↓↓↓

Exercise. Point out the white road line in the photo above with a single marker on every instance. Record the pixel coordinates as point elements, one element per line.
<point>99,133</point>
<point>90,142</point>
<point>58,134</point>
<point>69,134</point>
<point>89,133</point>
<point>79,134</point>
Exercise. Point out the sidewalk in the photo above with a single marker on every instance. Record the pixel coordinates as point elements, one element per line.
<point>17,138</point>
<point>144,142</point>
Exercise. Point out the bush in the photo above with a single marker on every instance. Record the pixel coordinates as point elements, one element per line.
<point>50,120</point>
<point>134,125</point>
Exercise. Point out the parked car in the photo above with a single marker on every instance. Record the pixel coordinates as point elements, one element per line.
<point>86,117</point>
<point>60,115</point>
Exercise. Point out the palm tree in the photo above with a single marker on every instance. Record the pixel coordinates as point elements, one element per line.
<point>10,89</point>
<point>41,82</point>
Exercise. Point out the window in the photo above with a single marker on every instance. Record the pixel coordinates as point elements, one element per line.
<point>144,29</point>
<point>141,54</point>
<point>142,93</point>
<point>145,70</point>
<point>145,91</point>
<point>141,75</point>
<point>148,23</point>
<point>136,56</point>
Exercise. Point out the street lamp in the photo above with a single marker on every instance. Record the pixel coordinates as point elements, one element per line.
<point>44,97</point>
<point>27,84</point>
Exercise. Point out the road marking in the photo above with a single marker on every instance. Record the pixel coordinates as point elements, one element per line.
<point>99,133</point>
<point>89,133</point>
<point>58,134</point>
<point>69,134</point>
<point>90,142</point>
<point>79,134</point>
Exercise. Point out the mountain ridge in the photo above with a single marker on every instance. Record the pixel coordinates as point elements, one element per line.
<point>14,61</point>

↑↑↑

## STATED EXERCISE
Could you rewrite the data above as a Markdown table with two columns, Row and Content, giving each line its own numbered row and skipping any blank lines?

## OUTPUT OF THE TASK
| Row | Content |
|---|---|
| 1 | Exercise. Point out the white road line in the photo above with a single marker on every instance. Record the pixel coordinates as point elements, one element per line. |
| 2 | <point>99,133</point> |
| 3 | <point>90,142</point> |
| 4 | <point>58,134</point> |
| 5 | <point>69,134</point> |
| 6 | <point>89,133</point> |
| 7 | <point>79,134</point> |
| 8 | Exercise. Point out the sidewalk in the photo above with a single marker on every instance. Record the pixel coordinates as point elements, one element per line. |
| 9 | <point>17,138</point> |
| 10 | <point>144,142</point> |
| 11 | Exercise. Point out the bush in the photo above with a single marker on every instance. Record the pixel coordinates as point elements, one element per line. |
| 12 | <point>50,120</point> |
| 13 | <point>134,125</point> |
| 14 | Exercise. Point out the parked car in the photo above with a single marker on every instance. Record the pixel coordinates as point elements, one element per line. |
| 15 | <point>86,117</point> |
| 16 | <point>60,115</point> |
| 17 | Exercise. Point out the palm tree in the photo above with a single marker on every instance. Record the pixel coordinates as point elements, one element per line. |
| 18 | <point>10,89</point> |
| 19 | <point>41,82</point> |
| 20 | Exercise. Point out the window in the photo above with a single marker on every instance. Record the pixel coordinates as point elements, one element per line. |
| 21 | <point>144,29</point> |
| 22 | <point>141,54</point> |
| 23 | <point>142,93</point> |
| 24 | <point>145,70</point> |
| 25 | <point>145,91</point> |
| 26 | <point>141,75</point> |
| 27 | <point>148,23</point> |
| 28 | <point>136,56</point> |
| 29 | Exercise. Point out the street lamp in the photo above with a single marker on every instance. Record the pixel coordinates as point elements, one element per line. |
| 30 | <point>44,97</point> |
| 31 | <point>27,84</point> |
| 32 | Exercise. Point out the road marking in the photo above with a single marker on every instance. Record the pixel coordinates as point elements, one element per line. |
| 33 | <point>99,133</point> |
| 34 | <point>89,133</point> |
| 35 | <point>58,134</point> |
| 36 | <point>69,134</point> |
| 37 | <point>90,142</point> |
| 38 | <point>79,134</point> |
| 39 | Exercise. Point out the mountain ridge in the photo above with a single marker on every instance. Record the pixel coordinates as point elements, one element per line. |
| 40 | <point>14,61</point> |